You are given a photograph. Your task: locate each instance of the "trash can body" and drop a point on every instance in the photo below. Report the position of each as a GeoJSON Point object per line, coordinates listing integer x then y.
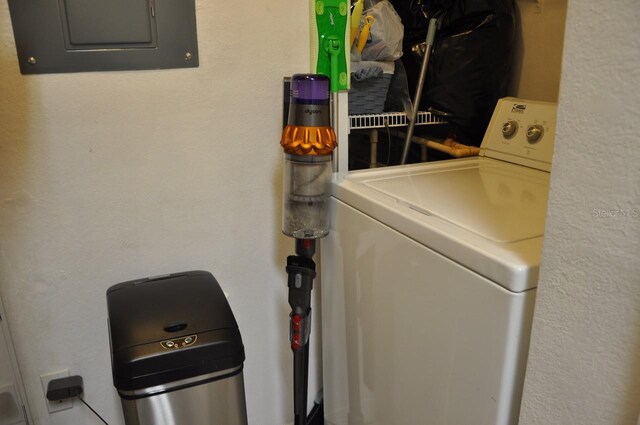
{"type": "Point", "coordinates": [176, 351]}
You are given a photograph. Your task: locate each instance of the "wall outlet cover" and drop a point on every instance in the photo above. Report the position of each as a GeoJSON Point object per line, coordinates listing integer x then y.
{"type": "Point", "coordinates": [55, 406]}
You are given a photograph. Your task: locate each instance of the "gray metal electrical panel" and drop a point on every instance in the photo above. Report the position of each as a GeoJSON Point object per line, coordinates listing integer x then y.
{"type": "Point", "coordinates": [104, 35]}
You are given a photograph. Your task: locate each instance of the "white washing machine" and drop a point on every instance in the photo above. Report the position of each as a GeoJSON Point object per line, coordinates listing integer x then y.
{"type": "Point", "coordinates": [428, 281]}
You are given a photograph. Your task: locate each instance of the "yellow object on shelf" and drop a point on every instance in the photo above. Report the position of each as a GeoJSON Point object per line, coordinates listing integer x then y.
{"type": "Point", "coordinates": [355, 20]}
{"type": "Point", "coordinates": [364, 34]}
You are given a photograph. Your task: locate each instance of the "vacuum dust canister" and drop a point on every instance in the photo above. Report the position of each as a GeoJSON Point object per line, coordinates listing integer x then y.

• **Your instructions**
Update the items above so that each "drop a point" becomes "place a marker", with everything else left unchanged. Leave the pictures out of your answer.

• **Task result**
You are given a photograph. Your task: locate each instance of the "trash can body" and place a marker on every instance in the photo below. Report the position of each as a GeoJSON Point object per line, coordinates listing integer x then y.
{"type": "Point", "coordinates": [176, 351]}
You are given a photograph. Your task: locate each instance of the "wall outlet cover" and place a marker on every instance in the photo above. Report the position of each as a GeoJSON Point object per line, coordinates listing integer x then y.
{"type": "Point", "coordinates": [55, 406]}
You are given a photograph. Your task: locate each instance of the "gray metal electrical panel" and place a marker on every instance in the photo above. Report the position of each as a GeoJSON Point object per line, coordinates listing integer x then y.
{"type": "Point", "coordinates": [104, 35]}
You are given a photograph. Your task: locate each instance of the "white washing machine" and place a marker on every instance in the photo above. Report the position of each as a GeoJSON Point object per line, coordinates listing integer x then y.
{"type": "Point", "coordinates": [428, 281]}
You are given a photograph. Your task: locate each instance of the "yellow object on shelf" and place a marker on every instance in the photo above. Report the position of each as a GeoJSON Point object per line, coordinates listing integer x then y.
{"type": "Point", "coordinates": [355, 20]}
{"type": "Point", "coordinates": [364, 34]}
You are given a photograph. Your task: locate each instance of the "vacuum dust canister" and place a marker on every instance in the photo above. Report the position of each as a GeoJSON Point object per line, coordinates listing integer x then y.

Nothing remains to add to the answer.